+++ Source passage +++
Japan Echo

RESTRUCTURING FOR NEW GROWTH
Vol. 30, No. 5, October 2003


Marriage and Divorce in the Edo Period

TAKAGI Tadashi

Under the Japanese legal system of the Edo period (1600–1868), a clear distinction existed between the provisions concerning family matters that applied to the samurai class and those that applied to commoners. In some respects the provisions were in fact completely different. One example is the case of gyakuenkon, marriage to the widow of one’s elder brother. For samurai this practice was strictly forbidden; an elder brother outranked his younger brothers, and by extension so did his widow. But for commoners the same practice was allowed—and it was even considered mandatory in some regions.

One sign of the common nature of this practice is that it even became the subject of a senryû, a form of satirical verse made up of 17 syllables, like haiku, but without the seasonal allusion required in the latter. These short verses became very popular from around the middle of the Edo period. The poem in question goes, “Goke no ki wa hotoke no otôto iya na koto.” Literally translated, it simply says, “The widow’s mind is averse to the younger brother of the deceased.” This refers indirectly to the fact that circumstances often forced a widow to marry her brother-in-law against her own will.

Given the sometimes diametrically opposite provisions of Edo-period marriage law for the samurai and common people, as seen from the example of gyakuenkon, both should be addressed as separate subjects. But here, given the constraints of space, I will focus on the economic aspects of marriage and divorce among commoners and will refer only to the dowries of samurai and briefly in passing to other topics relating to them.

One further introductory point: If a marriage continued until the death of one of the partners, then the subsequent handling of the couple’s money and property was not an issue between husband and wife (though there might naturally be inheritance issues between the surviving parent and the couple’s children). The only significant economic issue between husband and wife in the Edo period was that of the dowry, particularly in the case of divorce. In other words, the economics of Edo marriage are largely the economics of Edo divorce. This will thus be the main topic I address below.
+++
Short task 1:
Return the stretch of the article on Edo-period marriage from "TAKAGI Tadashi" through "in some regions.", copied word for word.
+++ Data to process +++
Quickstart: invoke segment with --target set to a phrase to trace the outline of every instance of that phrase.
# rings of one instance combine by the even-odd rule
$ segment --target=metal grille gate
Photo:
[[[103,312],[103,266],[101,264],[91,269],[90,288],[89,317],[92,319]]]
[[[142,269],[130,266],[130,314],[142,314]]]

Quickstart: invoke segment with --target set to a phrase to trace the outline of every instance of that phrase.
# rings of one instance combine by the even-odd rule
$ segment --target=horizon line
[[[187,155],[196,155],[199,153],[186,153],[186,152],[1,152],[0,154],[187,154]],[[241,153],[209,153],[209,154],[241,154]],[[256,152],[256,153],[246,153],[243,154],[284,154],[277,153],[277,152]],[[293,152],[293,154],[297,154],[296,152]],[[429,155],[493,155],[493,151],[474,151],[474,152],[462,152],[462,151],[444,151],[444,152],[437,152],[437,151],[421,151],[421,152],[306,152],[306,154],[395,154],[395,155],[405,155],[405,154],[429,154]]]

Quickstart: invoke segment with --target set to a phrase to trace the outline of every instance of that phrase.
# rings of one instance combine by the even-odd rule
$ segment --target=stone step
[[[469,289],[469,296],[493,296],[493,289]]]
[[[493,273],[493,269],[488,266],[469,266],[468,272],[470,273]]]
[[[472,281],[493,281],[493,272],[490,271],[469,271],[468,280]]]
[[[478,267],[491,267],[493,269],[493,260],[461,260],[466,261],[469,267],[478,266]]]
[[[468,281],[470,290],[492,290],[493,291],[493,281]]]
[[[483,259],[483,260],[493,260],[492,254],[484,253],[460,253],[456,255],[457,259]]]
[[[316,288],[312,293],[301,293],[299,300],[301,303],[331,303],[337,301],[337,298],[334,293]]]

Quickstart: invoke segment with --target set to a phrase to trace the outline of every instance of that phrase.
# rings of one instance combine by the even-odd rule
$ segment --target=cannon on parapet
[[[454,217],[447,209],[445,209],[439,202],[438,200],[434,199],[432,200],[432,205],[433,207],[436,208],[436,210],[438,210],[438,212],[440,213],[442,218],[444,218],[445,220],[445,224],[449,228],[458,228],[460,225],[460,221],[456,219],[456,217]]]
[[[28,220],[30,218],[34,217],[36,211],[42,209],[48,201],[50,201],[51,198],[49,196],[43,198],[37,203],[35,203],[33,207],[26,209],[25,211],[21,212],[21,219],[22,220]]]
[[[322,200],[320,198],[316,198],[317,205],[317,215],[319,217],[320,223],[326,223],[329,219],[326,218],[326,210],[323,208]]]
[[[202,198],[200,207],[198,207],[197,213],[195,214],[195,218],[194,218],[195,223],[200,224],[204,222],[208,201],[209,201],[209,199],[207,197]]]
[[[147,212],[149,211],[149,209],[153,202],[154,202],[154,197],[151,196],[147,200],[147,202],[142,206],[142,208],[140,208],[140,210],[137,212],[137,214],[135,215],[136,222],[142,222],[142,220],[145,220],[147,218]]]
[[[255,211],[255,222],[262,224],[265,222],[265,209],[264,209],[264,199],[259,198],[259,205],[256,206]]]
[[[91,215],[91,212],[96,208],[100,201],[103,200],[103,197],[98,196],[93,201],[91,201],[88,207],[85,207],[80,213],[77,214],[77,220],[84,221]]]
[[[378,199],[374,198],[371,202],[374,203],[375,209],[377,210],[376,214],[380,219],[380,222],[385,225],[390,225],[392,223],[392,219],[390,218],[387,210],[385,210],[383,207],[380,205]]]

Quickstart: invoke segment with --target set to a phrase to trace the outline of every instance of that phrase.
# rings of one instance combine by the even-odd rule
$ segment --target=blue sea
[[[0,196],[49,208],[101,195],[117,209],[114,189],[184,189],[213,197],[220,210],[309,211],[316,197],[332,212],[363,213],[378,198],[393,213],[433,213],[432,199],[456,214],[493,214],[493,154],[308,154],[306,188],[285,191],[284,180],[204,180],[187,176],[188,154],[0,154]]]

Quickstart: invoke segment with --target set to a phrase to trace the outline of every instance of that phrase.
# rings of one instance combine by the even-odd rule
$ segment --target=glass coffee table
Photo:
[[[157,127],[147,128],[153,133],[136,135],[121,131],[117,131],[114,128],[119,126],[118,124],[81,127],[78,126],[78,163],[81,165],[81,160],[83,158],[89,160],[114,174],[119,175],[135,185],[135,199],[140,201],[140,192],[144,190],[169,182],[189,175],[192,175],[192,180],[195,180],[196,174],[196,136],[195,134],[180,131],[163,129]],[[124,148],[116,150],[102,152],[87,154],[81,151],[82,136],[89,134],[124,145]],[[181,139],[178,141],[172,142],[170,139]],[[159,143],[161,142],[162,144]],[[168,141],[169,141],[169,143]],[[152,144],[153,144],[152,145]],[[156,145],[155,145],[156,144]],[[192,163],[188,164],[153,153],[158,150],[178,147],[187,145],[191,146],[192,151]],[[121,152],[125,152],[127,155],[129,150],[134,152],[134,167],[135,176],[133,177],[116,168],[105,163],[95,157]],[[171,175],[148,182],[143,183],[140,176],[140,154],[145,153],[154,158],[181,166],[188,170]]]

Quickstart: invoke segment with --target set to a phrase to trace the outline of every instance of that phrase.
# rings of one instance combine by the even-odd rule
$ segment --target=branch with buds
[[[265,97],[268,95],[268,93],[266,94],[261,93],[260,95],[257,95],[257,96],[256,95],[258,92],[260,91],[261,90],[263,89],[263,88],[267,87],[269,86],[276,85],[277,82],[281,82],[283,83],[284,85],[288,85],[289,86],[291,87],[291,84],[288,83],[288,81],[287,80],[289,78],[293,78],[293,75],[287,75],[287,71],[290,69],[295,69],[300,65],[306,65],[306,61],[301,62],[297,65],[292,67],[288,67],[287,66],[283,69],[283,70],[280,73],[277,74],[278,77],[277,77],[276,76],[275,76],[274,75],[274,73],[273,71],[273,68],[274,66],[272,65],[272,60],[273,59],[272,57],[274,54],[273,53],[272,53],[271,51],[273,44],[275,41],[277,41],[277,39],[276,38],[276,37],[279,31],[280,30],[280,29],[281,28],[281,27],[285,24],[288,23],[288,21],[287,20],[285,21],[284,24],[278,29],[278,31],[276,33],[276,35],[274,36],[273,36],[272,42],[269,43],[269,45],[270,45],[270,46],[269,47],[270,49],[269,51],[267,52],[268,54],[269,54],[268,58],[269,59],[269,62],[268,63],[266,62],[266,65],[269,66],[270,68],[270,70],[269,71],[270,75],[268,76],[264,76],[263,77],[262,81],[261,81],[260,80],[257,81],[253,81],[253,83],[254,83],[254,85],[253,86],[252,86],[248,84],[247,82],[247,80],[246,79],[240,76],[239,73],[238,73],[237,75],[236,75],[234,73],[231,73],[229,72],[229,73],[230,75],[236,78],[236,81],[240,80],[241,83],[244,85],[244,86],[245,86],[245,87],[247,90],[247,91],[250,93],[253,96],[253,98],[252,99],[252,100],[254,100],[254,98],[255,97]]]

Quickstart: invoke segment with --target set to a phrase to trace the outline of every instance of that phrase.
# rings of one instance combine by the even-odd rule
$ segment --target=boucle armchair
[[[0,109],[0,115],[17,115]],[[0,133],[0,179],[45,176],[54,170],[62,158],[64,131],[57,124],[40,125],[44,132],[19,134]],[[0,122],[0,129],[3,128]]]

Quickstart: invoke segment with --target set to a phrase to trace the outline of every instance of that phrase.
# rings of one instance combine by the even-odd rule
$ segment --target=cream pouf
+++
Short task 2:
Resize the records from their start through the line containing "[[[142,269],[130,266],[130,314],[142,314]]]", both ends included. Reproduce every line in that stretch, requests too, with each coordinate in the answers multiplied by 0.95 and rounded to the nearest whole number, halves rounded up, and give only those lines.

Task response 1:
TAKAGI Tadashi

Under the Japanese legal system of the Edo period (1600–1868), a clear distinction existed between the provisions concerning family matters that applied to the samurai class and those that applied to commoners. In some respects the provisions were in fact completely different. One example is the case of gyakuenkon, marriage to the widow of one’s elder brother. For samurai this practice was strictly forbidden; an elder brother outranked his younger brothers, and by extension so did his widow. But for commoners the same practice was allowed—and it was even considered mandatory in some regions.

Task response 2:
Quickstart: invoke segment with --target set to a phrase to trace the outline of every instance of that phrase.
# rings of one instance combine by the even-odd rule
$ segment --target=metal grille gate
Photo:
[[[98,296],[98,253],[96,251],[86,256],[86,274],[85,301],[87,303]]]
[[[135,256],[124,253],[124,298],[135,298]]]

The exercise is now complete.